Work instruction
State how many lines in the entries below contain "inflatable". Write nothing but the number.
⟨
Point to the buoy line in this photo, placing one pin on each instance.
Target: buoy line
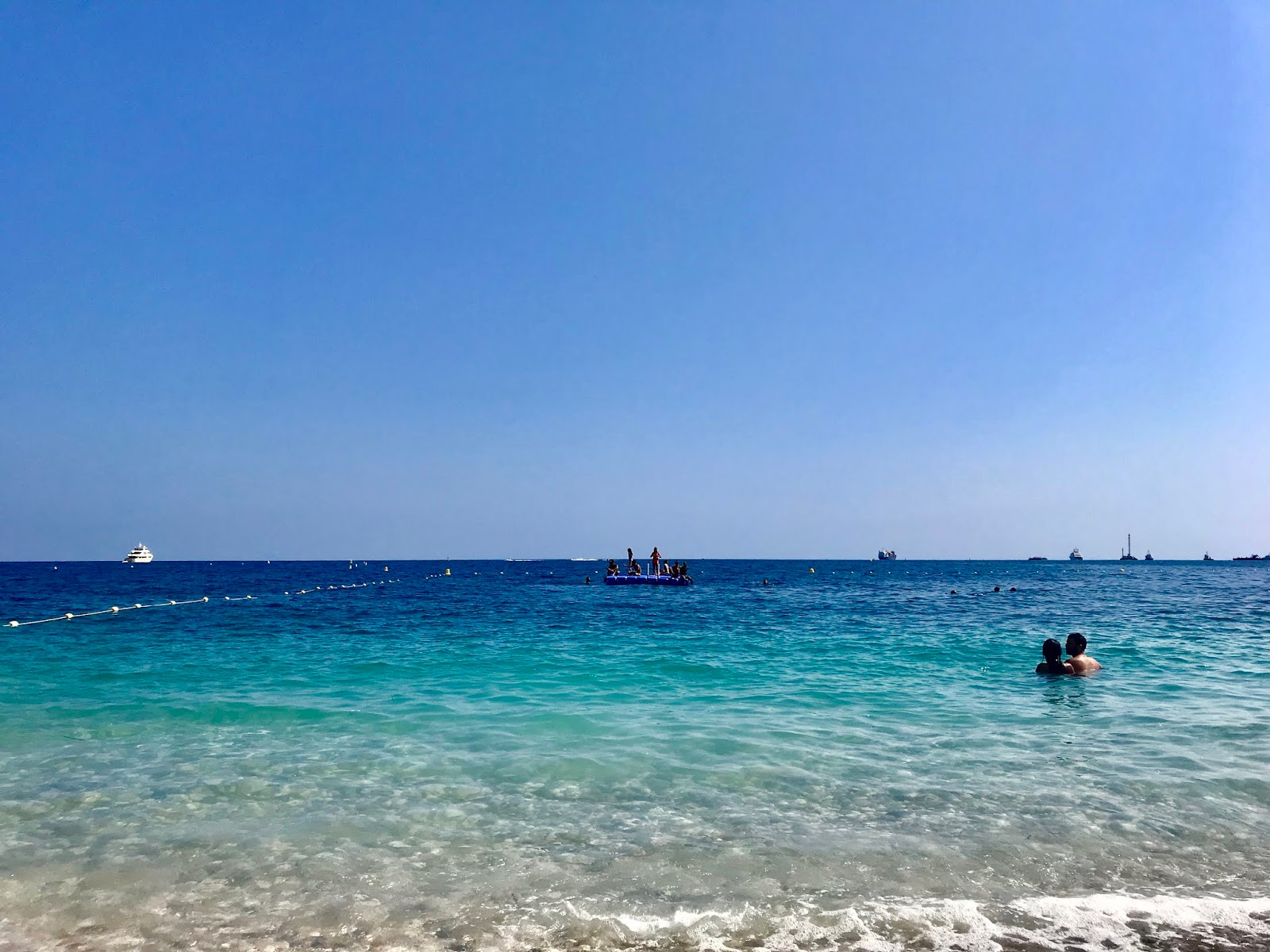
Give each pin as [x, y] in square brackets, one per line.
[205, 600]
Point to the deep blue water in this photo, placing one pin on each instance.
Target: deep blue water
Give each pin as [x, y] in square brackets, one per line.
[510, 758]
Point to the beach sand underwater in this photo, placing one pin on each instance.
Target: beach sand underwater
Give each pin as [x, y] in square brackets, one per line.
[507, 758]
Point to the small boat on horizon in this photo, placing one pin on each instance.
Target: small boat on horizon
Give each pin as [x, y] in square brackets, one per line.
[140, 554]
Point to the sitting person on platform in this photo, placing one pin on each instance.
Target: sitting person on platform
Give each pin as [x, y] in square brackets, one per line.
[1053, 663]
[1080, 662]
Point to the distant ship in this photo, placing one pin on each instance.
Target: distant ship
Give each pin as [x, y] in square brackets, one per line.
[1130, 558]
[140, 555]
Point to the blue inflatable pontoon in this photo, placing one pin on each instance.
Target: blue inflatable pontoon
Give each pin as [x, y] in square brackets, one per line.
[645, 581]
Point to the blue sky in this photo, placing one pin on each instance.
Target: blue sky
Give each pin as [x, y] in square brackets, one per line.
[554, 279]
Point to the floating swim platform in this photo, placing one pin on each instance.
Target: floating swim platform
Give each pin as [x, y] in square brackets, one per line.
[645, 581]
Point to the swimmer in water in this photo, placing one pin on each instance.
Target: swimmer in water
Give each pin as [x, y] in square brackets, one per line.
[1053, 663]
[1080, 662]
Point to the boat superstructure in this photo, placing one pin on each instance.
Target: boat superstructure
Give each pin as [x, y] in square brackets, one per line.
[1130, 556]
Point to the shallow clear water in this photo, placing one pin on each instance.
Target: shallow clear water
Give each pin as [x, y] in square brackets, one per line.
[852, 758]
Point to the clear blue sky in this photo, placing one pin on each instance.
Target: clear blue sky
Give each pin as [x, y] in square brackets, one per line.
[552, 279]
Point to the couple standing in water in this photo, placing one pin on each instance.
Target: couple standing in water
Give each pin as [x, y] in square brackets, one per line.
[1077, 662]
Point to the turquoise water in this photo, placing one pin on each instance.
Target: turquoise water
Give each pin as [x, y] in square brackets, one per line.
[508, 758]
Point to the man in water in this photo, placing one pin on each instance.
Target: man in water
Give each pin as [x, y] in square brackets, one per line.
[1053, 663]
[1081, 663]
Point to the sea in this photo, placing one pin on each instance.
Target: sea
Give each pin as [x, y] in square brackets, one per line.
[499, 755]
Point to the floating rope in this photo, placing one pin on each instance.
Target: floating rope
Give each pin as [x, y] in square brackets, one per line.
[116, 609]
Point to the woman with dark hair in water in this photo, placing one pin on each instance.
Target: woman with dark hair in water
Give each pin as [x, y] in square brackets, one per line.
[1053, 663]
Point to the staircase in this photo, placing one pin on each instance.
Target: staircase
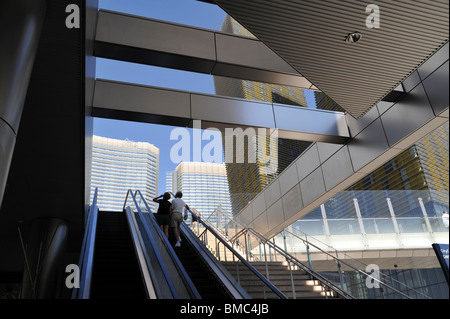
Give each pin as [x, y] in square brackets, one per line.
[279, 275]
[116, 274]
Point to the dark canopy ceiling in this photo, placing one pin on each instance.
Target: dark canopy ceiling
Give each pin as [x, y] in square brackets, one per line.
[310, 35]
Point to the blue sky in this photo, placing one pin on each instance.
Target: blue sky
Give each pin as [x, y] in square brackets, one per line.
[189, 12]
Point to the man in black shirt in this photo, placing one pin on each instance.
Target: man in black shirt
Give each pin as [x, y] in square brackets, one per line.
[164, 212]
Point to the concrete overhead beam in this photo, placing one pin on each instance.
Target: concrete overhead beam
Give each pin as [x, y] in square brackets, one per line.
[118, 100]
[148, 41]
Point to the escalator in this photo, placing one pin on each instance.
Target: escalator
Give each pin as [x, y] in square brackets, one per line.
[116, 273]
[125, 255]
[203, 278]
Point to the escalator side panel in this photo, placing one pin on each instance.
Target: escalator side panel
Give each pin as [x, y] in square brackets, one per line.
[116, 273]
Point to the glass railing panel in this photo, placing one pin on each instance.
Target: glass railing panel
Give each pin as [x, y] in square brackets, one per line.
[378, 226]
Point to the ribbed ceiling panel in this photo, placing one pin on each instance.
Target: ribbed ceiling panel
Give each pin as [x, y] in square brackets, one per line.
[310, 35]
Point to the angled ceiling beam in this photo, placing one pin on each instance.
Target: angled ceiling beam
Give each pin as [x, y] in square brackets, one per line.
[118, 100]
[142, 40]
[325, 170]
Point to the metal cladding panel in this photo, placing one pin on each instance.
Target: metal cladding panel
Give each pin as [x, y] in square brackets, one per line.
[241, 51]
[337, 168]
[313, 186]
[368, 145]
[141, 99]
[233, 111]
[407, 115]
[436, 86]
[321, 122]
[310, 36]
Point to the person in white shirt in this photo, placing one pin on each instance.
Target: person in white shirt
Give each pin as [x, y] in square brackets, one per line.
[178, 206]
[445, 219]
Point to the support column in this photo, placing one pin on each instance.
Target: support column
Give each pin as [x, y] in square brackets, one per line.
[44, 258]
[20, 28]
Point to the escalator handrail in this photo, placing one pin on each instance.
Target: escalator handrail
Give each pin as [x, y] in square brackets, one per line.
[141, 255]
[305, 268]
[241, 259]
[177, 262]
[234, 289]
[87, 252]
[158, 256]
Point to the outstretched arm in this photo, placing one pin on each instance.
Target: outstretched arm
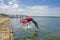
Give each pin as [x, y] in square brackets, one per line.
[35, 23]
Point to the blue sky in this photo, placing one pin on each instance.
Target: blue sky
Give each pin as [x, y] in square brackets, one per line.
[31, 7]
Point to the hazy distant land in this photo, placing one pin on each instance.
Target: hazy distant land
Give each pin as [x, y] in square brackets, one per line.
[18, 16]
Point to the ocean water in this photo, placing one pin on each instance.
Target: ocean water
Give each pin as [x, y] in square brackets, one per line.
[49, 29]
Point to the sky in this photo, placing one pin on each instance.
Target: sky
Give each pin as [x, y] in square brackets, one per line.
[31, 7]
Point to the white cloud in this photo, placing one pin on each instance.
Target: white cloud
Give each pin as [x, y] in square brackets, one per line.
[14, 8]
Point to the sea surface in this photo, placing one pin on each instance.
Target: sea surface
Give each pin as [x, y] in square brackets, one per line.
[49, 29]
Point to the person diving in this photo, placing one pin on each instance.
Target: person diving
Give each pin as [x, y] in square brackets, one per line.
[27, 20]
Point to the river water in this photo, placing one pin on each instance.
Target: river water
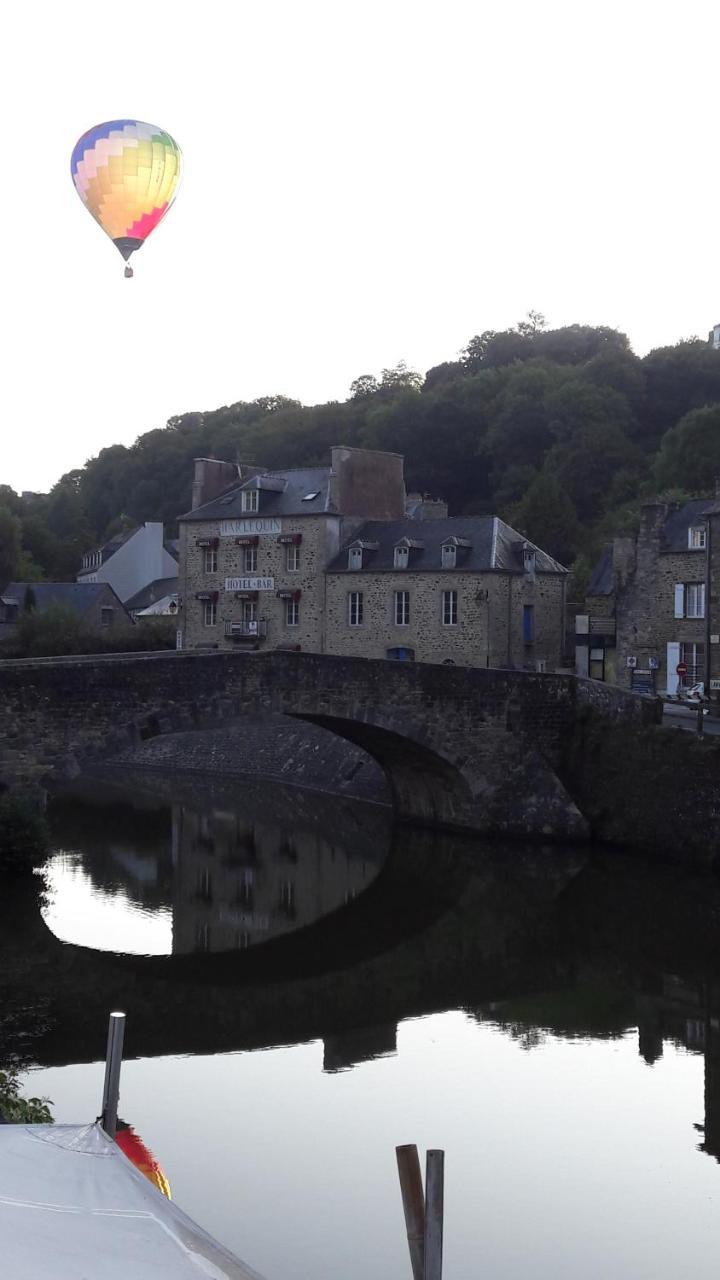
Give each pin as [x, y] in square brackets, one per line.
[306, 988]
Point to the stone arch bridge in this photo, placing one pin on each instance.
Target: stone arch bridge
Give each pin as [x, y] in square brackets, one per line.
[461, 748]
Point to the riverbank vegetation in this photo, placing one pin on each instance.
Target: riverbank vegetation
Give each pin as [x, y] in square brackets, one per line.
⟩
Result of this exercise
2